**Problems to work on:**
A. Please translate this sentence from the article on bank mergers into Spanish: "Not all mergers or takeovers will create better banks."
B. According to the article on bank mergers, with which bank did Commercial Bank explore a merger in 2007?
C. Continue the article on bank mergers from its final sentence.

Start Page excerpt

Why an NDB – NTB merger will shake up banking

Banks are better capitalized and in greater shape than ever before. So the first banks to now raise the game and achieve real efficiency improvements through a merger will delight shareholders and customers alike while sending a healthy jolt of fear through competitors

By Echelon.

Published on April 02, 2013 with 1 Comment


Not all mergers or takeovers will create better banks. The notion, floated more than a decade ago here, that bank consolidations will lead to a more efficient financial system was misplaced. The malaise of dud loans, weak risk management, patchy coverage in rural provinces, inadequate capital, all required banks to compete fiercely to grow networks and improve processes as a first step for a more efficient financial system. 

Despite the fundamental nature of challenges facing the industry then, there were a number of attempts at consolidation. HNB tried a hostile takeover of Sampath Bank in 2000, Harry Jayawardena with HNB then tried a hostile takeover of Commercial Bank in 2005 and Commercial Bank explored a merger with NDB in 2007. They turned out to be hubris and a majority of shareholders were unconvinced they would be better off with stock in a combined entity and regulators were unconvinced consolidation would make the financial system more efficient.

In the last five years, however, the banking landscape has been turned on its head and it would be complacency and folly to ignore the benefits to shareholders and to the financial sector at large of consolidation. Banks are better capitalized, risk management systems robust, gross dud loans at all commercial banks are below 5% barring Seylan Bank, net interest margins are 4% – at their narrowest – and return on equity tops 15% at most healthy banks.

There are a number of advantages to those that have scale. Their larger networks make it possible to raise deposits more cheaply than can smaller banks and clout extends to better pricing for money raised in financial markets. They are able to maintain fat margins and when necessary offer keener lending rates. Scale also helps lower risks by diversifying assets and makes it possible for banks to offer a broader range of credit products and services on which fees can be charged.

End Page excerpt
Start Provided data

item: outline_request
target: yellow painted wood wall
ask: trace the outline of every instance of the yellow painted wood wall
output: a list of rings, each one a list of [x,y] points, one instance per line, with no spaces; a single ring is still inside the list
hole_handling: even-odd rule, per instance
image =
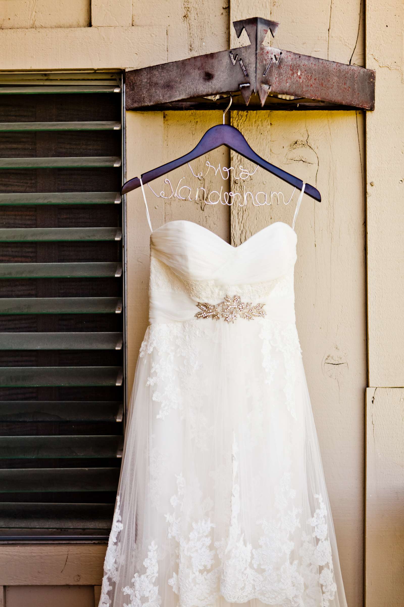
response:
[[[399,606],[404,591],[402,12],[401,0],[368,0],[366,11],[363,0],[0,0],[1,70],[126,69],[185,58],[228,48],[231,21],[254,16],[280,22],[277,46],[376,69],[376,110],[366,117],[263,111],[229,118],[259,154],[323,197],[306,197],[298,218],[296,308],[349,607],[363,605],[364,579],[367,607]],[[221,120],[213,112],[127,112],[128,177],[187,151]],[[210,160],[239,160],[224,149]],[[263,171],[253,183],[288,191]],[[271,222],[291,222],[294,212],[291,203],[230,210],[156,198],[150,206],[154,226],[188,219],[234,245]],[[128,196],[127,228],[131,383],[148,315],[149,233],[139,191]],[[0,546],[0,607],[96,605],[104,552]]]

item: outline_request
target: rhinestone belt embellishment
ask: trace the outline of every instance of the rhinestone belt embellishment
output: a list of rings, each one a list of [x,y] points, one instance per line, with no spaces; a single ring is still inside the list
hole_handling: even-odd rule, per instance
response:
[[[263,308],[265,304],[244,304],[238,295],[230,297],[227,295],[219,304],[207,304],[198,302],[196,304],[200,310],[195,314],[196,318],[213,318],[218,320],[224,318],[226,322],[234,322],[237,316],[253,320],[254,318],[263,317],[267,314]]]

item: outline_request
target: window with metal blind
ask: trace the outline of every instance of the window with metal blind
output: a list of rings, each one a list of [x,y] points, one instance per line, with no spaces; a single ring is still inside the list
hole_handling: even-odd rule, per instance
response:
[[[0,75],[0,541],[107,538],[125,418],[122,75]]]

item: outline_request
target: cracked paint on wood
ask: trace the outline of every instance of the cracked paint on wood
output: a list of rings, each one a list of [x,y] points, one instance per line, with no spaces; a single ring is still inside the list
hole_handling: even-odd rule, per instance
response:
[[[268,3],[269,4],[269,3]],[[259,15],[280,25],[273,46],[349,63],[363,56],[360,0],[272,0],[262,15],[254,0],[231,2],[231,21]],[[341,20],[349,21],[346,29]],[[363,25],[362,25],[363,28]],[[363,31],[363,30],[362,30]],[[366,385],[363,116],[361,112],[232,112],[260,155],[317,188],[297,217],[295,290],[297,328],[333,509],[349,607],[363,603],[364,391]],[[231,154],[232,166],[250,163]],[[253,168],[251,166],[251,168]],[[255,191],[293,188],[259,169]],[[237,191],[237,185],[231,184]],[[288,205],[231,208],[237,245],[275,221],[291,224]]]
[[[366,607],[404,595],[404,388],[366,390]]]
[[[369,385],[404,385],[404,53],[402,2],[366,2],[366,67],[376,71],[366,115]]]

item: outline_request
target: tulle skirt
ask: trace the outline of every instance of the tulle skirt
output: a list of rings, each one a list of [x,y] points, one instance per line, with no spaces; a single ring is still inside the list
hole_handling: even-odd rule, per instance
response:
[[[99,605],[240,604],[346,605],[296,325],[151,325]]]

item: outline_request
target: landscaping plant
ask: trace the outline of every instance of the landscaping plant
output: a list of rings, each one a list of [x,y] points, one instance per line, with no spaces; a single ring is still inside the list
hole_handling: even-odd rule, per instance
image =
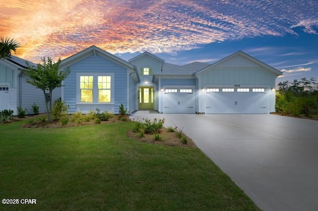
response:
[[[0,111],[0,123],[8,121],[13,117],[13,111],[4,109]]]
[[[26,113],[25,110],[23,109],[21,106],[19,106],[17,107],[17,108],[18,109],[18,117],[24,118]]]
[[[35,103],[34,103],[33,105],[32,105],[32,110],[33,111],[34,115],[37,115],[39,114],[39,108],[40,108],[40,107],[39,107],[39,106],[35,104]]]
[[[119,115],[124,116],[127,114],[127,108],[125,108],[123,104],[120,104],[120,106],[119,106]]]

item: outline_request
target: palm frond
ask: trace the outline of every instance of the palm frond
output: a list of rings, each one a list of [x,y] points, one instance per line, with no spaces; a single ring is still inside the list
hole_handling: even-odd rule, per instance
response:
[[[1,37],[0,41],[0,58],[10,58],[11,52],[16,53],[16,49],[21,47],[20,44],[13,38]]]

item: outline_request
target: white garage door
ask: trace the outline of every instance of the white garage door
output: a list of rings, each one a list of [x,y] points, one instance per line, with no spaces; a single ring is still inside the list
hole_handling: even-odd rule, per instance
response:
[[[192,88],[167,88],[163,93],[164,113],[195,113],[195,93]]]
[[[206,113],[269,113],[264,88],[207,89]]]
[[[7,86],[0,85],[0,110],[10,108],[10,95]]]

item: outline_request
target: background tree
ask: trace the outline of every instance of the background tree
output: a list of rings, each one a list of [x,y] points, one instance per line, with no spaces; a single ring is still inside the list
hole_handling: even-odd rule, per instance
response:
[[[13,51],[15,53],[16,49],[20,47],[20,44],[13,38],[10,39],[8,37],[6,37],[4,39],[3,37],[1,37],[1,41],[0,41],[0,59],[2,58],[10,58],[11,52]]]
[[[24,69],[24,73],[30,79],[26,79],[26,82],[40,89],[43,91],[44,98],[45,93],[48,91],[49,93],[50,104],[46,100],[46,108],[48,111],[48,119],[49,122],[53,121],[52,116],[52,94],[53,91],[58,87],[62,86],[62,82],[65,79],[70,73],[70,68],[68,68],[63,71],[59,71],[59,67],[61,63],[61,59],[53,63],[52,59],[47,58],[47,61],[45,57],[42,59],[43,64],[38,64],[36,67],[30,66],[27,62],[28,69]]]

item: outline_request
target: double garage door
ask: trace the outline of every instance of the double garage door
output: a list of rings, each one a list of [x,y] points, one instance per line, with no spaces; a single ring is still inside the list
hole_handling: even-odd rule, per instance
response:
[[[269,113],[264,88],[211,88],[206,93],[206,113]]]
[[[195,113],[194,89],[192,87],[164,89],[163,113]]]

End Provided data
Start Provided data

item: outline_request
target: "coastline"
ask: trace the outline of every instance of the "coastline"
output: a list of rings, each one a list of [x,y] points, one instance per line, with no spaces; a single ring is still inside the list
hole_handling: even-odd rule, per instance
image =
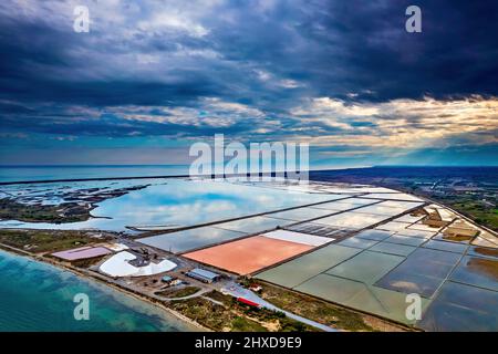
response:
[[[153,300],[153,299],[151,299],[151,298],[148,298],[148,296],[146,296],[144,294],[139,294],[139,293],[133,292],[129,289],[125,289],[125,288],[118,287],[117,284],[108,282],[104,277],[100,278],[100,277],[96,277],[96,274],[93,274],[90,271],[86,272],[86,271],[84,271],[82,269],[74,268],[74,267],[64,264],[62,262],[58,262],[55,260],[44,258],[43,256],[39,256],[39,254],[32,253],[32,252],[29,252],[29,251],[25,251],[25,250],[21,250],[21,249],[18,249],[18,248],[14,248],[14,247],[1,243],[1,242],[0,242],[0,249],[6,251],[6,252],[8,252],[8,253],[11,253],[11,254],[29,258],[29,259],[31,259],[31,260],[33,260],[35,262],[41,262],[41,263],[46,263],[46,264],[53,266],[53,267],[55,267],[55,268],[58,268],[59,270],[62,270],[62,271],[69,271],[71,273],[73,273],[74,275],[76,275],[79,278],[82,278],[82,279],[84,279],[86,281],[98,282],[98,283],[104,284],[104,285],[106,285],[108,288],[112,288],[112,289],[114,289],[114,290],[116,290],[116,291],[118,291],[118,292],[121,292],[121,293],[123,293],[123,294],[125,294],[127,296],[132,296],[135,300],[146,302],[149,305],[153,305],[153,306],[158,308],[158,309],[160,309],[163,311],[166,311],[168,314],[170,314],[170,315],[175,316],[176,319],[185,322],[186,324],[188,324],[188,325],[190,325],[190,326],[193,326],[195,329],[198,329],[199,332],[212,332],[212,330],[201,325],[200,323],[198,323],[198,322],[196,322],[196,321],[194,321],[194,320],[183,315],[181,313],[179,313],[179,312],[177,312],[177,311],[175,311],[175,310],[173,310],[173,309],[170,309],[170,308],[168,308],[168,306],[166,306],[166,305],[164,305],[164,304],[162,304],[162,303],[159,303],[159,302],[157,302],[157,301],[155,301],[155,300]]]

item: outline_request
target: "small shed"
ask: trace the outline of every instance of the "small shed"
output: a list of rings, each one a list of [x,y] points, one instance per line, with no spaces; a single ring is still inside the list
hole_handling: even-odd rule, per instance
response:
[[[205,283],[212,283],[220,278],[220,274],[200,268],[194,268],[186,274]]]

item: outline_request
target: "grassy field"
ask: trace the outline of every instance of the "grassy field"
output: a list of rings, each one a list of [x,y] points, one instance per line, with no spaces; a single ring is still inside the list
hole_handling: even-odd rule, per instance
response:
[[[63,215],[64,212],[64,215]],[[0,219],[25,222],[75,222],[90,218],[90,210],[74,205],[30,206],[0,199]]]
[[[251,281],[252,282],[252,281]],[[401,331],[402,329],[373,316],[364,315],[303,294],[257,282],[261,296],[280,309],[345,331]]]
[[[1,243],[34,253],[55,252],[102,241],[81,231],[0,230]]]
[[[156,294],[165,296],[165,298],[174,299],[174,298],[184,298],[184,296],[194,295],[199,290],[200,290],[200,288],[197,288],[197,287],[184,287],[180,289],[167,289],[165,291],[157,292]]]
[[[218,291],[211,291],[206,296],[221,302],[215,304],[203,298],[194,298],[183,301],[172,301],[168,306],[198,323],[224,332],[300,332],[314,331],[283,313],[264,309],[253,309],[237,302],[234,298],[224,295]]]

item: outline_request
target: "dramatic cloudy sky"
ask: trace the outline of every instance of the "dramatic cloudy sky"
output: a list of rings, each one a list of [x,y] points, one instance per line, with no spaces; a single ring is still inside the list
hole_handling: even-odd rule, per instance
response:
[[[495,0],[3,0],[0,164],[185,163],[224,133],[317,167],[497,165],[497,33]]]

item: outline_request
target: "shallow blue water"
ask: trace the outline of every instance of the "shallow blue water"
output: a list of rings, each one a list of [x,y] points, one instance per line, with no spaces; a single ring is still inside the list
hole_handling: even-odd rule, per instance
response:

End Provided data

**Task-by-task outputs:**
A. No todas las fusiones o adquisiciones crearán mejores bancos.

B. NDB.

C.
For two banks to now explore a merger will send a healthy jolt of fear industry wide and NDB and NTB for a number of reasons are the best placed to do this.
Firstly, both banks have shareholders for whom circumstance or impatience can make a quantum leap in size attractive. At NTB, John Keells Holdings (JKH) together with group firms, as founding shareholders, invested 30% of equity but now has to reduce its holding to 15% to comply with new bank ownership rules from the regulator. Central Finance (CF), the other founding shareholder, has close to 20% equity interest which it also has to reduce to 15% to comply with the new rules. Promoting shareholders expect long – term returns and NTB – a relatively young bank –hasn’t yet provided these firms a return commensurate with the disproportionately large risk they took as promoters. Any sell down would force JKH and CF to accept less than optimal returns. An obvious avenue to comply with regulatory rules is for JKH and CF to hold a smaller stake in a much larger bank.

ndb ntb2One of NDB’s newer large shareholders and now its Deputy Chairman, Ashok Pathirage, controls nearly 9% of the bank and is famously impatient. NDB not having a controlling shareholder in the forefront of strategy has got it the wrong type of attention in the past like from illegal pyramid scheme operator Goldquest which at one time purchased its shares. Pathirage, although not controlling the bank, is already shaking things up there and has worked closely with JKH at his Softlogic-controlled ventures, making a collaboration success that much more likely. Now efficiency, not hubris can drive the process.
Secondly, consolidation – which the bank regulator, the Central Bank, says will be allowed so long as it’s not hostile – has the obvious cost benefit of eliminating one head office and some branches. Cost to income ratios of these banks reflect their current strategies. At NTB the ratio at 63% in 2011 is in part because the bank was rapidly opening new branches. Over the medium term it’s targeting a ratio below 50%. NDB’s ratio, already below 50%, is an indication that its branch network is well entrenched and profitable.
A combined NDB-NTB balance sheet of Rs283 billion would make it the fourth largest private commercial bank leaving it only 10% shy of third placed Sampath Bank and it will be almost as profitable. Sampath Bank reported Rs5 billion in profits for 2012 while a combination of NDB-NTB would put it at Rs4.8 billion, excluding the extraordinary contribution to NDB from its sale of Aviva Insurance shares to AIA. But a combined entity’s efficiency gains aren’t reflected by adding up numbers. Only the two entities themselves would be able to work out exactly how much these efficiency gains add up to, but it’s likely to run in to billions, which in a combined entity directly boosts the bottom line.
Like they can share strengths that scale brings in the future, currently they also share weaknesses. A luxury enjoyed by other banks with larger networks is that a greater share of their deposits are in current and savings accounts. Despite offering meaner deposit rates most other commercial banks maintain 45% or more of their deposits in current and savings accounts, making up the larger part of their low cost fund base.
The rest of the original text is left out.